[Records shown start]

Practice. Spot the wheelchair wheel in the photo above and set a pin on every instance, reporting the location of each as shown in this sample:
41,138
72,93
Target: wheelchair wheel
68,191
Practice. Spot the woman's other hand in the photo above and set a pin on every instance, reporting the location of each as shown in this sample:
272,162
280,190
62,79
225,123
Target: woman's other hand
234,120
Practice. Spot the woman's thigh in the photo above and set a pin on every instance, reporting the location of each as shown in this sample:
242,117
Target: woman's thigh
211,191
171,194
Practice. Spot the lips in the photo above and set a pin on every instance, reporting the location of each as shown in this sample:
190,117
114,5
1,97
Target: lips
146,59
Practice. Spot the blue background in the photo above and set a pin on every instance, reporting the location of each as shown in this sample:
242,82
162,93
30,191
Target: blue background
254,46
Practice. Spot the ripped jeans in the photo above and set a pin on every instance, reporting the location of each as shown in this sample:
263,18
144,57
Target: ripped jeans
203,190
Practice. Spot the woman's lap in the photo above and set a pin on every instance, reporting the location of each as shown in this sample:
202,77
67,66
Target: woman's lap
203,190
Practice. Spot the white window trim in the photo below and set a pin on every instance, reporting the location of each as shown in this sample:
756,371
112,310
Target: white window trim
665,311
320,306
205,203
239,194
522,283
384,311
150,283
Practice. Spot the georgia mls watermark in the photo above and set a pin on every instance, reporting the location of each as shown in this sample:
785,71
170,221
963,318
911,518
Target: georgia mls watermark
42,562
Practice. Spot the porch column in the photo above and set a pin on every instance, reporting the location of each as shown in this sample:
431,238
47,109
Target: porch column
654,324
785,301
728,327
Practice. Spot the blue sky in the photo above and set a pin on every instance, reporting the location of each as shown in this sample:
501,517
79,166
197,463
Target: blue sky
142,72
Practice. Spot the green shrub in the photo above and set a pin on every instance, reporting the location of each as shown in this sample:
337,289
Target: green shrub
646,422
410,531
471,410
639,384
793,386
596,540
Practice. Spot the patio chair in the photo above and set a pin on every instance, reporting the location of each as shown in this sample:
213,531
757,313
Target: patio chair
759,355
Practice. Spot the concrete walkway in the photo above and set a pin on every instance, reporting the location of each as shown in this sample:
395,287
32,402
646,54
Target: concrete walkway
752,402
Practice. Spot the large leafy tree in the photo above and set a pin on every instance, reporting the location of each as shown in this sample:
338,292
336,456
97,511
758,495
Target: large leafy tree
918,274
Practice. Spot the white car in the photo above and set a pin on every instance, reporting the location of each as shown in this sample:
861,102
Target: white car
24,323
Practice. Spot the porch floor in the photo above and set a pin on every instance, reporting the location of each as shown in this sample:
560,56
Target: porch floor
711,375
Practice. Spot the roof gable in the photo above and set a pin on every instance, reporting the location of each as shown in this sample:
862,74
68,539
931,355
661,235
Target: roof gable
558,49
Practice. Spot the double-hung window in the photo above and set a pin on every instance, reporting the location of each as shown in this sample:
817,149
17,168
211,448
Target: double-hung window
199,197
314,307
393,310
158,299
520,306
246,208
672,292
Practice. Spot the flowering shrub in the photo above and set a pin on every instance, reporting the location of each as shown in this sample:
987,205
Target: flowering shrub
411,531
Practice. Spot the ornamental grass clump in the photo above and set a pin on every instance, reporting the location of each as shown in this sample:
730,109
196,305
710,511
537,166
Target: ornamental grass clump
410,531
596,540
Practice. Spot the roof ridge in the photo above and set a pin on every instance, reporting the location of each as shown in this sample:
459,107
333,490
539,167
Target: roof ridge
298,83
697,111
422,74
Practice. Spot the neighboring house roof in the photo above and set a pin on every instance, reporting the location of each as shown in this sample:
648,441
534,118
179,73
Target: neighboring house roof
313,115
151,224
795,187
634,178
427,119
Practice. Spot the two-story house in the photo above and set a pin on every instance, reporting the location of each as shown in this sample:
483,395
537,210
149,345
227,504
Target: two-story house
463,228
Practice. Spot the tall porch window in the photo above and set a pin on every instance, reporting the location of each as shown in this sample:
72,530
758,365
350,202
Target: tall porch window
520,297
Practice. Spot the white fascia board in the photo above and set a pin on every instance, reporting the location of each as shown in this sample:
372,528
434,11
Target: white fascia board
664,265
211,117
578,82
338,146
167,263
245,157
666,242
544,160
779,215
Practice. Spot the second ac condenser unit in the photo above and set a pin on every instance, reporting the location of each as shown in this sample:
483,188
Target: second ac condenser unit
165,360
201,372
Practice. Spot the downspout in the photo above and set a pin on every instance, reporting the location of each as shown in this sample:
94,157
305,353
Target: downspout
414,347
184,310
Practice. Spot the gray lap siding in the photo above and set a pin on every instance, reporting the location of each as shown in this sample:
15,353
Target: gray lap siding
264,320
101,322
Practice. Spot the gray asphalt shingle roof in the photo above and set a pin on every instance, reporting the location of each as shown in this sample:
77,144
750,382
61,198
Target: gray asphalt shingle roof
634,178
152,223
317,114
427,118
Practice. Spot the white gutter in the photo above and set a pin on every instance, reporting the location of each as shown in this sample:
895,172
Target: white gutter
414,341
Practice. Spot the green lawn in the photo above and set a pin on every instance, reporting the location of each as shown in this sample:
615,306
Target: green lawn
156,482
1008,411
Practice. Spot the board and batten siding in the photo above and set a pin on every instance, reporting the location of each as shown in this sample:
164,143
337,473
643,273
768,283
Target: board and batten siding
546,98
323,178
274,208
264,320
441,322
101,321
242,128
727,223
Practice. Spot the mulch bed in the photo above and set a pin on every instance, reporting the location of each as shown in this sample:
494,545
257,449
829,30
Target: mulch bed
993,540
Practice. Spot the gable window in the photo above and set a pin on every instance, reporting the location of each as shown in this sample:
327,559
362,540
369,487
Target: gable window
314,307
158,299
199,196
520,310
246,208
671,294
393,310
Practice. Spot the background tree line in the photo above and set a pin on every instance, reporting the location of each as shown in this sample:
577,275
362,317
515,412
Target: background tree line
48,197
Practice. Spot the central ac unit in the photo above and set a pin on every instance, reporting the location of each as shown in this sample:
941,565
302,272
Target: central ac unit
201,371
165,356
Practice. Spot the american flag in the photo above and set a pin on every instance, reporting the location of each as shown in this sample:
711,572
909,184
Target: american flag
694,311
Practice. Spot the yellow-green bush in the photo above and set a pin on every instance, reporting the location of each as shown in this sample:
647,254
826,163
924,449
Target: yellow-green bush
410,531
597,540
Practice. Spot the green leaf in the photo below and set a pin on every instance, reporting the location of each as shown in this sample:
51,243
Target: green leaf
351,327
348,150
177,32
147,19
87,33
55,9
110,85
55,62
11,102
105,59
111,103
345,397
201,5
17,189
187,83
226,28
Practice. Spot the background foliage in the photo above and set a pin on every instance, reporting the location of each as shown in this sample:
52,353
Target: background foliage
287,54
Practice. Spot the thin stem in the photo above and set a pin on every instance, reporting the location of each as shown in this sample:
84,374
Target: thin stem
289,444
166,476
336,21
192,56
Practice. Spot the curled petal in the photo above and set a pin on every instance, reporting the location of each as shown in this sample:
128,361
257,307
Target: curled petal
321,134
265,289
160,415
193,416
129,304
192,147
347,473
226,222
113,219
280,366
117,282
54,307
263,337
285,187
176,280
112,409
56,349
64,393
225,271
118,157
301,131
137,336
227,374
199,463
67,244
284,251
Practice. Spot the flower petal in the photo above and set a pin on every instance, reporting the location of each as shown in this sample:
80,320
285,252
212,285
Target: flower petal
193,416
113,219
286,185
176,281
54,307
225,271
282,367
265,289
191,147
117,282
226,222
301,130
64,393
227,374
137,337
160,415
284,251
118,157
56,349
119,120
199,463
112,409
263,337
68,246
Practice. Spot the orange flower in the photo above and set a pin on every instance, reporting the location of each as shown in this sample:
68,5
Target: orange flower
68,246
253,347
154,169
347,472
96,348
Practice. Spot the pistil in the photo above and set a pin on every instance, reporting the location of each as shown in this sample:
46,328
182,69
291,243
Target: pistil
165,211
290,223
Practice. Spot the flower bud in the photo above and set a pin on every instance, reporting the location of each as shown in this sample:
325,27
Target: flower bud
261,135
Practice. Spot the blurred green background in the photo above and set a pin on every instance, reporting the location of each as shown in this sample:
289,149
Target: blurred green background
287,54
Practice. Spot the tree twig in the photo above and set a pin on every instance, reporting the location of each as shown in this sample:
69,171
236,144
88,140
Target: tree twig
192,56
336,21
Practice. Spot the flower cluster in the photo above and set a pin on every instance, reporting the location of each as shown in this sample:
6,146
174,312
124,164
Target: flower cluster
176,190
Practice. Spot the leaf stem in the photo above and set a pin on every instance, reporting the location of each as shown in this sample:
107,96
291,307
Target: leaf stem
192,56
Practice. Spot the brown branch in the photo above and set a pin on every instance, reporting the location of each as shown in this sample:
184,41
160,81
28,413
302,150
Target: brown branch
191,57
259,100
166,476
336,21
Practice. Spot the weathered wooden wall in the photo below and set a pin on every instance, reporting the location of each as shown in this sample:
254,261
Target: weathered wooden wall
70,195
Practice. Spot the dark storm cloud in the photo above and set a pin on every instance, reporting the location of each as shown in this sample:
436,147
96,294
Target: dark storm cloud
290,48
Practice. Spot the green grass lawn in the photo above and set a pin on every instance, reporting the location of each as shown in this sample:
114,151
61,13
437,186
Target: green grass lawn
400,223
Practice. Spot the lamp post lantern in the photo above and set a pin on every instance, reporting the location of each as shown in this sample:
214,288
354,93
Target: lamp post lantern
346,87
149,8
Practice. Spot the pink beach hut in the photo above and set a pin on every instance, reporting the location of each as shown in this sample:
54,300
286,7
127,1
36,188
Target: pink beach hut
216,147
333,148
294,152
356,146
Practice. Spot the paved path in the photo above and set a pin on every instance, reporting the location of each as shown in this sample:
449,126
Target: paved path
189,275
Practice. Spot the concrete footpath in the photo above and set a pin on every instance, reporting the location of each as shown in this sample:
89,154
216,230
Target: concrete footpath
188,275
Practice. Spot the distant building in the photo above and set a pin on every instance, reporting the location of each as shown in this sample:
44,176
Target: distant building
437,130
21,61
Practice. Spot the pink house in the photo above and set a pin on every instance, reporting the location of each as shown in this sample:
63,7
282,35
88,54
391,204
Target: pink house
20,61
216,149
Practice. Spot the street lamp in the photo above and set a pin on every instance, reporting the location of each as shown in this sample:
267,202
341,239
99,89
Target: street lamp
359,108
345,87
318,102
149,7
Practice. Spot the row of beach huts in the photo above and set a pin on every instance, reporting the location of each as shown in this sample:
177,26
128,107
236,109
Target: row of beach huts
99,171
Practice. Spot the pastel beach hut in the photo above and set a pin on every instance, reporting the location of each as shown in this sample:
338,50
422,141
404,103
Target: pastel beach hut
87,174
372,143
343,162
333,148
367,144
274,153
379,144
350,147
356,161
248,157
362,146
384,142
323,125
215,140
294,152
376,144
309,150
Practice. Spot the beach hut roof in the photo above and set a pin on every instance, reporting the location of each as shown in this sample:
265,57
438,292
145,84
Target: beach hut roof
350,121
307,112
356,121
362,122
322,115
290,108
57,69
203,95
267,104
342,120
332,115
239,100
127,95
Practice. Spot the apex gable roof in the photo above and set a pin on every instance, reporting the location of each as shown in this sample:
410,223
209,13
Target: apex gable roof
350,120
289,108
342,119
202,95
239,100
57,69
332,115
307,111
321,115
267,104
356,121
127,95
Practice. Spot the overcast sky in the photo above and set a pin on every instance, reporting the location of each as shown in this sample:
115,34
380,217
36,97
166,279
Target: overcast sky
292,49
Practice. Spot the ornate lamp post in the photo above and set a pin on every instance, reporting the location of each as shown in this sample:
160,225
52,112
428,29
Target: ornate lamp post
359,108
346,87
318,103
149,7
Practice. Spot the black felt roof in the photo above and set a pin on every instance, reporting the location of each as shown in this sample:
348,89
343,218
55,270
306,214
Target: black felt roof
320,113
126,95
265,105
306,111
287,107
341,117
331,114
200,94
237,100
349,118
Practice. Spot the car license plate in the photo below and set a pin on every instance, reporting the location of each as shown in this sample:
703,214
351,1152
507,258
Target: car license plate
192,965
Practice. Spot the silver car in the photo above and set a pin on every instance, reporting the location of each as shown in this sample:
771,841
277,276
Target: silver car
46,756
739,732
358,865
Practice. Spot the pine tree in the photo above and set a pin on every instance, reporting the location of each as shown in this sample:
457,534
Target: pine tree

[Records shown end]

Output only the lines from the one holding "Practice. Spot the ornate" through the last line above, exactly as they appear.

Practice. Spot the ornate lamp post in the photo above and set a pin on every instance, reporting the location of each as shown in this sample:
160,225
52,112
428,29
Target: ornate lamp post
359,108
346,87
318,103
149,7
Practice. Spot the black felt roof in the photo above and set a pin on every instance, reporting the location of each as shown in this sample:
348,89
343,218
55,270
306,214
Target: black felt roof
320,113
126,95
265,105
306,111
287,107
341,117
331,114
200,94
237,100
349,118
Practice. Spot the car license plate in the photo below and set a pin on every instance, reporting the location of each as shown in this sample:
703,214
351,1152
507,258
Target: car license plate
192,965
Practice. Spot the silver car in the photo above and set a pin on every instance, reporting the location of each as shown in this sample:
771,841
277,276
Target: silver car
46,756
739,732
358,865
Practice. Spot the pine tree in the photo above and set a pin on every instance, reporting the location of each as shown in this sample:
457,534
Target: pine tree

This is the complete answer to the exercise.